Records supplied:

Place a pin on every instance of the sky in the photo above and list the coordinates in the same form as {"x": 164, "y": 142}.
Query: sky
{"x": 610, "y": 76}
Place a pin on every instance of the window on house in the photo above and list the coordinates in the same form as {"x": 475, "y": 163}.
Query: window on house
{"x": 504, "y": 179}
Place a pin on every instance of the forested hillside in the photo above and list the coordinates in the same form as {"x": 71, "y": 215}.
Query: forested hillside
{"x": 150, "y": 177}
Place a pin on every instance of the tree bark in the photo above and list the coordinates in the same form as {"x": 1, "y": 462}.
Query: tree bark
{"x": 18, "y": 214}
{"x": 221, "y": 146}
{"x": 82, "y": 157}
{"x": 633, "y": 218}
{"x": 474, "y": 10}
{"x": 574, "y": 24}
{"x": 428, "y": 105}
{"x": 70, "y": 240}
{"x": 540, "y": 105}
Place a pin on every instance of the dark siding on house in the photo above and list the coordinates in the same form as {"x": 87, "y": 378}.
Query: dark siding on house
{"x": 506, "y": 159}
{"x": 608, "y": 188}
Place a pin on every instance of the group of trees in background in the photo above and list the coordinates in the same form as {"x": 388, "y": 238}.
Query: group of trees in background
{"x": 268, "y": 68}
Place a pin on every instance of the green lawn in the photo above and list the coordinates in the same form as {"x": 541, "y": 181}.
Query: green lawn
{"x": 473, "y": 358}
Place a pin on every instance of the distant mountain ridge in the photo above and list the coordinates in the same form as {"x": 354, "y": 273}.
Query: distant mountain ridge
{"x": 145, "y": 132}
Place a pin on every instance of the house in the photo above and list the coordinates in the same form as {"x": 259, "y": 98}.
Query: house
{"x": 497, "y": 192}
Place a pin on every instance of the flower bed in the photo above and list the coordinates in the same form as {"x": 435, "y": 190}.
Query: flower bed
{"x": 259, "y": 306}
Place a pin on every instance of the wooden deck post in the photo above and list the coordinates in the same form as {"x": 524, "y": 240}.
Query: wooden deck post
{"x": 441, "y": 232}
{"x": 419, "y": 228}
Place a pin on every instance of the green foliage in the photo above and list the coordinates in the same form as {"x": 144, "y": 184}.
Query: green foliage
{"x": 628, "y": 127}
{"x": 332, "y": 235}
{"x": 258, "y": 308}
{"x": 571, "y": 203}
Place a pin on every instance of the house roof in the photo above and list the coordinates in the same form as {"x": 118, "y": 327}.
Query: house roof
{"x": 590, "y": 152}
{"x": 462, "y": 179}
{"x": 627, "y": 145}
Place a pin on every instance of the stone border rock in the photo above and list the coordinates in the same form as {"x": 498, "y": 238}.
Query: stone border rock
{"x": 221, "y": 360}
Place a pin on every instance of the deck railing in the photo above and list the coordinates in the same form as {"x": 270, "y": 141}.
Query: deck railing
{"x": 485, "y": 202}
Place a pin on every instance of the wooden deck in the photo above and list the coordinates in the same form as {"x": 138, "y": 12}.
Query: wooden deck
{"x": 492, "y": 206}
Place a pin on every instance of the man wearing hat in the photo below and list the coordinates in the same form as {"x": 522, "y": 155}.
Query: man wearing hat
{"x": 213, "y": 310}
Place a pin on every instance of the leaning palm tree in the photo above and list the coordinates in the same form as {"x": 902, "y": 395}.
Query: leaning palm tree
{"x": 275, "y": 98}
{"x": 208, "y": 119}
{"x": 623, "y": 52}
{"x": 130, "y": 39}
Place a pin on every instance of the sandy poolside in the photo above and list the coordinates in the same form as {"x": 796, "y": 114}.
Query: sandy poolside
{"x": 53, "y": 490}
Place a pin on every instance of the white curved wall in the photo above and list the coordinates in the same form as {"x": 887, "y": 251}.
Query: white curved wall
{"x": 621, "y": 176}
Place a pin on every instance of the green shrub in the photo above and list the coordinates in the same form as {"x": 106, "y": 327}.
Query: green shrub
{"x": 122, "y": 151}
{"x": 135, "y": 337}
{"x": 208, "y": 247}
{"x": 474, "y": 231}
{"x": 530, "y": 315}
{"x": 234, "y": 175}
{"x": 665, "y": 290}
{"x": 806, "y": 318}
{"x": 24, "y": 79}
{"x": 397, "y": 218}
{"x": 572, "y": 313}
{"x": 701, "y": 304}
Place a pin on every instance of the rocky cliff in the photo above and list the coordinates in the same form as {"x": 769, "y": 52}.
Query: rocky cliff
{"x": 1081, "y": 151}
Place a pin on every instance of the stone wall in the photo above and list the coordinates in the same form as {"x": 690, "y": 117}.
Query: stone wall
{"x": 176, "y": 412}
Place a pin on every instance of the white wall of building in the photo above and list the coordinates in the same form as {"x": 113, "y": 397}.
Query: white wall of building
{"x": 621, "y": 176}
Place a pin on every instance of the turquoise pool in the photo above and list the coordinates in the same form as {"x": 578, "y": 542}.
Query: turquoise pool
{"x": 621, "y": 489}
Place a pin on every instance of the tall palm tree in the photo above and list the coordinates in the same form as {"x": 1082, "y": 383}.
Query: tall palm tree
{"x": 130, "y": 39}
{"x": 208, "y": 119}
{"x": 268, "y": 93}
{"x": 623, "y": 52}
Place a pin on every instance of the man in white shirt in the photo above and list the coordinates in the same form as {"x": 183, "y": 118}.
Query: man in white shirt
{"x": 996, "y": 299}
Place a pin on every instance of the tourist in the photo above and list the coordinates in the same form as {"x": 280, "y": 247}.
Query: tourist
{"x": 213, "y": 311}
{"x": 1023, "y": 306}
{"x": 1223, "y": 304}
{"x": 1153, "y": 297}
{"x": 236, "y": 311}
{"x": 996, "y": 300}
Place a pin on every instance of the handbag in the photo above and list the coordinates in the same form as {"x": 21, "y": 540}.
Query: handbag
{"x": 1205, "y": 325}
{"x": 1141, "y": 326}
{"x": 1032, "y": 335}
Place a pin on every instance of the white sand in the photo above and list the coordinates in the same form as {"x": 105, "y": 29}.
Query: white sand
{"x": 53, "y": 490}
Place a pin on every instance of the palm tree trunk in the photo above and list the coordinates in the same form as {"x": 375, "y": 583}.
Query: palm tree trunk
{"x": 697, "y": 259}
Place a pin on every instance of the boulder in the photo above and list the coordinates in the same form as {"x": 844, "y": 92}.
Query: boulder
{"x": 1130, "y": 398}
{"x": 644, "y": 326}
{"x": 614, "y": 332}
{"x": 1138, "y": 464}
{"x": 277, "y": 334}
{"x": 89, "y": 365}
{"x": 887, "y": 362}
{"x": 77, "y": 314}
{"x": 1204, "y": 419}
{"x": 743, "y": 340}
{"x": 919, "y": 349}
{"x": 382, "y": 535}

Task statement: When the material above has been read, copy all of it exactly.

Solution for this problem:
Place a pin on every instance of the sky in the photo above and list the coordinates in the same form as {"x": 164, "y": 142}.
Query: sky
{"x": 610, "y": 76}
Place a pin on every instance of the window on house in the photo above and list the coordinates in the same form as {"x": 475, "y": 163}.
Query: window on house
{"x": 504, "y": 179}
Place a pin on every instance of the forested hillside in the photo above and list the coordinates in the same form as {"x": 71, "y": 215}.
Query: forested hillside
{"x": 150, "y": 177}
Place a pin on every instance of the tree bark in the photo above and list the coordinates in the same form as {"x": 1, "y": 462}.
Query: tree bark
{"x": 18, "y": 214}
{"x": 221, "y": 146}
{"x": 82, "y": 157}
{"x": 633, "y": 218}
{"x": 474, "y": 10}
{"x": 574, "y": 24}
{"x": 428, "y": 105}
{"x": 70, "y": 240}
{"x": 540, "y": 105}
Place a pin on every instance of the dark siding on house in the photo above and list the coordinates in the same form as {"x": 87, "y": 378}.
Query: dark siding on house
{"x": 506, "y": 159}
{"x": 608, "y": 188}
Place a pin on every instance of the group of trees in background in the photo above and list the coordinates in the same form as {"x": 388, "y": 238}.
Query: group of trees in background
{"x": 268, "y": 68}
Place a pin on every instance of the green lawn in the photo above and list the coordinates in the same form as {"x": 541, "y": 181}.
Query: green lawn
{"x": 473, "y": 358}
Place a pin on every instance of the distant mountain ridge in the photo above and list the coordinates in the same form as {"x": 354, "y": 273}.
Query: distant mountain ridge
{"x": 145, "y": 132}
Place a pin on every instance of the house in the photo above and list the coordinates in the same form as {"x": 259, "y": 98}.
Query: house
{"x": 497, "y": 192}
Place a pin on every instance of the flower bed in the photo above and list the coordinates in the same form as {"x": 435, "y": 190}.
Query: flower bed
{"x": 259, "y": 306}
Place a pin on every instance of the wooden deck post in the photo above and list the coordinates in the same form as {"x": 524, "y": 240}.
Query: wooden deck post
{"x": 441, "y": 232}
{"x": 419, "y": 228}
Place a pin on every instance of the green foliage in the photo above and list the coordinates in the same form as {"x": 144, "y": 184}.
Query: green foliage
{"x": 628, "y": 127}
{"x": 332, "y": 235}
{"x": 258, "y": 308}
{"x": 571, "y": 203}
Place a pin on every instance of the house roof in the photo above and list the coordinates in the same form as {"x": 118, "y": 327}.
Query: house roof
{"x": 590, "y": 152}
{"x": 462, "y": 179}
{"x": 627, "y": 145}
Place a pin on every instance of the stone border rock in the photo above and list the coordinates in the same form as {"x": 498, "y": 238}.
Query: stone border rock
{"x": 221, "y": 360}
Place a pin on every instance of the deck railing in the photo above and list the coordinates in the same form as {"x": 270, "y": 141}.
Query: deck railing
{"x": 485, "y": 202}
Place a pin on every instance of the wooden deck in the photo above and list the coordinates in the same form as {"x": 138, "y": 12}.
Query: wooden deck
{"x": 492, "y": 206}
Place a pin on every instance of the man wearing hat in the photo below and list the coordinates in the same form as {"x": 522, "y": 155}.
Query: man wearing hat
{"x": 213, "y": 310}
Place a pin on every instance of the leaning palm tree in the photo above and list the coordinates in the same form as {"x": 902, "y": 395}.
Query: leaning palm tree
{"x": 275, "y": 98}
{"x": 208, "y": 119}
{"x": 623, "y": 52}
{"x": 130, "y": 39}
Place a pin on every instance of the sandy poolside in the photo above and list the coordinates in the same form as {"x": 796, "y": 114}.
Query: sandy poolside
{"x": 53, "y": 490}
Place a pin on every instance of the white curved wall in the photo above and list the coordinates in the same form as {"x": 887, "y": 251}.
Query: white curved wall
{"x": 621, "y": 176}
Place a pin on every instance of the green shrub in the photo above and list the coordinates in the same form as {"x": 106, "y": 327}.
Query: green shrub
{"x": 122, "y": 151}
{"x": 135, "y": 337}
{"x": 208, "y": 247}
{"x": 474, "y": 231}
{"x": 530, "y": 315}
{"x": 234, "y": 175}
{"x": 665, "y": 290}
{"x": 806, "y": 318}
{"x": 24, "y": 79}
{"x": 397, "y": 218}
{"x": 572, "y": 313}
{"x": 701, "y": 304}
Place a pin on every instance of the rocky cliff in the photo above and list the coordinates in the same form as {"x": 769, "y": 52}.
Query: rocky cliff
{"x": 1081, "y": 151}
Place a pin on every instance of the stone wall in the photo above and list the coordinates in the same form as {"x": 690, "y": 117}.
Query: stone wall
{"x": 176, "y": 412}
Place a pin on every instance of the white wall of building in the photo above and list the coordinates in the same form as {"x": 113, "y": 397}.
Query: white wall of building
{"x": 621, "y": 176}
Place a pin on every instance of the turquoise pool in the photo above and list the coordinates in the same form as {"x": 578, "y": 542}.
Query: turquoise pool
{"x": 621, "y": 489}
Place a pin on every instance of the tall palm tree in the photo above and list the coordinates in the same form as {"x": 1082, "y": 383}.
Query: tall palm tree
{"x": 130, "y": 39}
{"x": 208, "y": 119}
{"x": 268, "y": 93}
{"x": 623, "y": 52}
Place a pin on every instance of the man in white shirt in the photo above and list the coordinates in the same form as {"x": 183, "y": 118}.
Query: man in white shirt
{"x": 996, "y": 299}
Place a pin on every instance of the tourist in the photo above and list the coordinates in the same form as {"x": 280, "y": 247}.
Query: tourist
{"x": 213, "y": 311}
{"x": 1023, "y": 306}
{"x": 1223, "y": 304}
{"x": 1153, "y": 297}
{"x": 236, "y": 311}
{"x": 996, "y": 300}
Place a pin on every instance of the handbag in the photo above and list the coordinates in the same form as {"x": 21, "y": 540}.
Query: handbag
{"x": 1205, "y": 325}
{"x": 1141, "y": 326}
{"x": 1032, "y": 335}
Place a pin on every instance of the white sand in the photo above and list the coordinates in the same form as {"x": 105, "y": 29}.
Query: white sand
{"x": 53, "y": 490}
Place a pin on every instance of the palm tree trunk in the photo above and list the coordinates in the same form as {"x": 375, "y": 583}.
Query: palm tree trunk
{"x": 697, "y": 259}
Place a pin on every instance of the boulder in the photo above and list the coordinates in the same form as {"x": 844, "y": 92}.
Query: boulder
{"x": 1130, "y": 398}
{"x": 644, "y": 326}
{"x": 614, "y": 332}
{"x": 1138, "y": 464}
{"x": 277, "y": 334}
{"x": 89, "y": 365}
{"x": 887, "y": 362}
{"x": 77, "y": 314}
{"x": 1204, "y": 419}
{"x": 743, "y": 340}
{"x": 919, "y": 349}
{"x": 382, "y": 535}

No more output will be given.